Collection entries:
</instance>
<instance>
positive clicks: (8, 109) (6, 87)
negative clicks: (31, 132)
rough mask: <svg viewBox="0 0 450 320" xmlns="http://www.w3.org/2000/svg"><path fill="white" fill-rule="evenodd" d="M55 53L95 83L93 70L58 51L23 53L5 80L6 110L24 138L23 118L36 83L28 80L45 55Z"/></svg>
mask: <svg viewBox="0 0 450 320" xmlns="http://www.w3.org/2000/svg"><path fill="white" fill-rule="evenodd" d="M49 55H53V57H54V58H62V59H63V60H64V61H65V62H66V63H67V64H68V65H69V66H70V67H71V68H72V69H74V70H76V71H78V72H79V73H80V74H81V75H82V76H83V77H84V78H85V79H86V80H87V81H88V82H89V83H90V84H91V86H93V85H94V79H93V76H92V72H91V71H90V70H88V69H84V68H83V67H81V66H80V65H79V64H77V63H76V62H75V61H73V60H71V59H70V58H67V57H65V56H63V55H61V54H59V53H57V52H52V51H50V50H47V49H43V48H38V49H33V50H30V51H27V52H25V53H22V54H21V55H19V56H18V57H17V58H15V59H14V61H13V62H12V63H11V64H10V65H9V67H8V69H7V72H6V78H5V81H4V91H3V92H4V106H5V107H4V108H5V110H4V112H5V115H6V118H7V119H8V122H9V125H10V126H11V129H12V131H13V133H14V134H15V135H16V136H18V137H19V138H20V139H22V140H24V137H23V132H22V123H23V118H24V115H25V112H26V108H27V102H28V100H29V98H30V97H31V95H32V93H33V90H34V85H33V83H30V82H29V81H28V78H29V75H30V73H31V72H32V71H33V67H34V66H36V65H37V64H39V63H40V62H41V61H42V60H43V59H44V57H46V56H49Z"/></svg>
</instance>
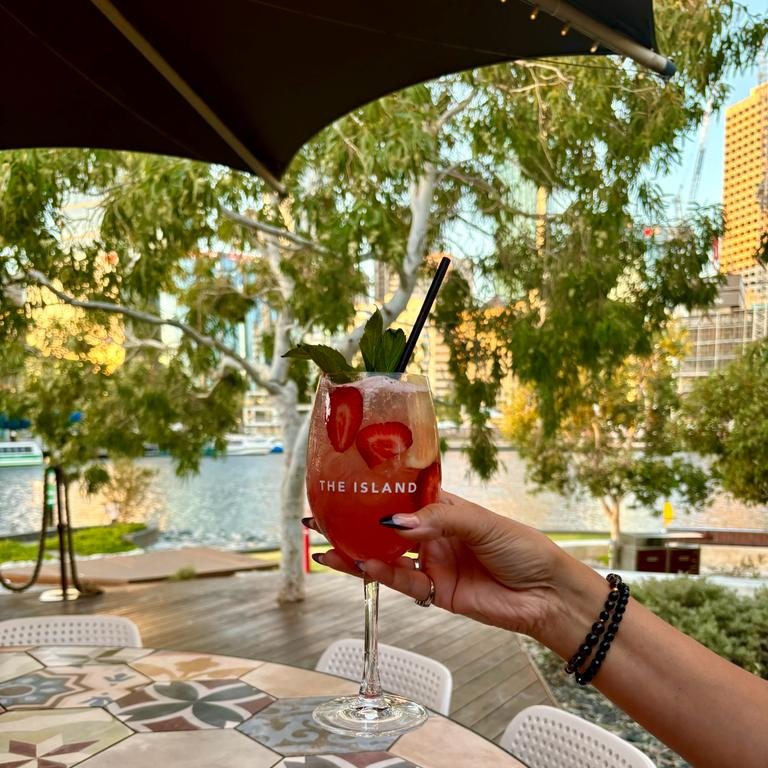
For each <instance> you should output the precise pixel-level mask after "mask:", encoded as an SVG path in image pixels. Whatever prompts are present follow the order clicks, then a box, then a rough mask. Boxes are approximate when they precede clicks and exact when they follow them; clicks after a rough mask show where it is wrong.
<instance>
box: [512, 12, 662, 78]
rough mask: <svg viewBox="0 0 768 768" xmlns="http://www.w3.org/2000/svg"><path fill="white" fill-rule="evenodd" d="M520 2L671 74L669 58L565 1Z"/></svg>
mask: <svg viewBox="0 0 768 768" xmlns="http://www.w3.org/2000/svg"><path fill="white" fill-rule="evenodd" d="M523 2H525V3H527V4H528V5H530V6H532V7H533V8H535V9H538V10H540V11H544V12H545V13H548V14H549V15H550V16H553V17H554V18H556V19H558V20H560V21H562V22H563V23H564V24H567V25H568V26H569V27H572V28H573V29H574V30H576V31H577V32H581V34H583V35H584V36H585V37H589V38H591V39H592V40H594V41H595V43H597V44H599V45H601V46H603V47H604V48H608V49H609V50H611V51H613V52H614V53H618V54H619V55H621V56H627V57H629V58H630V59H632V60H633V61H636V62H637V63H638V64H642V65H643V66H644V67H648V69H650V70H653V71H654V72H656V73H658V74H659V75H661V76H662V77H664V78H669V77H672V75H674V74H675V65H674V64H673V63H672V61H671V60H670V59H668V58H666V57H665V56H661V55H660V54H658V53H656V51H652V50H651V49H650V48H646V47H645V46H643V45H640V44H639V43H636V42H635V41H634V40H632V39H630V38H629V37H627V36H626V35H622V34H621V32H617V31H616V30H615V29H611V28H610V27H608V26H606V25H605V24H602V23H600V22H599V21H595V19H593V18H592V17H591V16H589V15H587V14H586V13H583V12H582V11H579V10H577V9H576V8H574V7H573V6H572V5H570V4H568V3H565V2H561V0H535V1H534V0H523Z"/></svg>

--

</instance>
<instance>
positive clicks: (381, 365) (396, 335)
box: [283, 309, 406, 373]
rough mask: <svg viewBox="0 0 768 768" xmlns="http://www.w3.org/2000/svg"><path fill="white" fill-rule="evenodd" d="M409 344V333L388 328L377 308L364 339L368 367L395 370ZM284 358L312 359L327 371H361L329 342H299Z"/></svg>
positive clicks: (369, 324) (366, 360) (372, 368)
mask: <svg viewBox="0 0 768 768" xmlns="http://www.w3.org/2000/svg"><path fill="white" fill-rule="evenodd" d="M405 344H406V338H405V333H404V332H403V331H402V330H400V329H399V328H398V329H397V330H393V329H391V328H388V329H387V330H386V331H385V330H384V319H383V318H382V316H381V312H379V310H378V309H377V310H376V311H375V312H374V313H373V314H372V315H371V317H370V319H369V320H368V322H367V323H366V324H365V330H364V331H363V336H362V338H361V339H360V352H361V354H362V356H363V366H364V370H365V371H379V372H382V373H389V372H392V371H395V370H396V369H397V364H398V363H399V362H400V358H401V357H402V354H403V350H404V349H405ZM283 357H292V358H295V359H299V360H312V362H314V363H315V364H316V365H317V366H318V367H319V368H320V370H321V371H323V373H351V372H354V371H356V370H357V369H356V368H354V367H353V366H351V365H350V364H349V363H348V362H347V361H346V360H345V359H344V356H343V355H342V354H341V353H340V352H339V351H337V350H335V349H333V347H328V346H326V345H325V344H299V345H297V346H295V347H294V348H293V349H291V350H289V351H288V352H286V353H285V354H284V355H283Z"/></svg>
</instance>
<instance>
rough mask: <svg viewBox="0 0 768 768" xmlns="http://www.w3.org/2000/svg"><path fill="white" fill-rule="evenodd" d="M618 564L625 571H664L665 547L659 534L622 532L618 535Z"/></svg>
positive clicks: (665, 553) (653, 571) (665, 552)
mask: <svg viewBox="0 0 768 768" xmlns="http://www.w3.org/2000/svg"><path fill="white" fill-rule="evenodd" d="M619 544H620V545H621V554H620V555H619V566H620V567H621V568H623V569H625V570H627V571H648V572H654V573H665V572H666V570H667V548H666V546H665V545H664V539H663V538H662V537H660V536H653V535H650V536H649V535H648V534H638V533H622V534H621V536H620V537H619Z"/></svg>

About this exercise: When the line with "box: [283, 309, 406, 373]" is reached in the data above, begin copying, and stop after the line with "344V333L388 328L377 308L364"; copy each line exactly, both ends included.

Task output:
box: [283, 309, 406, 373]
rough mask: <svg viewBox="0 0 768 768" xmlns="http://www.w3.org/2000/svg"><path fill="white" fill-rule="evenodd" d="M409 344V333L388 328L377 308L364 339L368 367L395 370ZM284 358L312 359L327 371H361L329 342H299Z"/></svg>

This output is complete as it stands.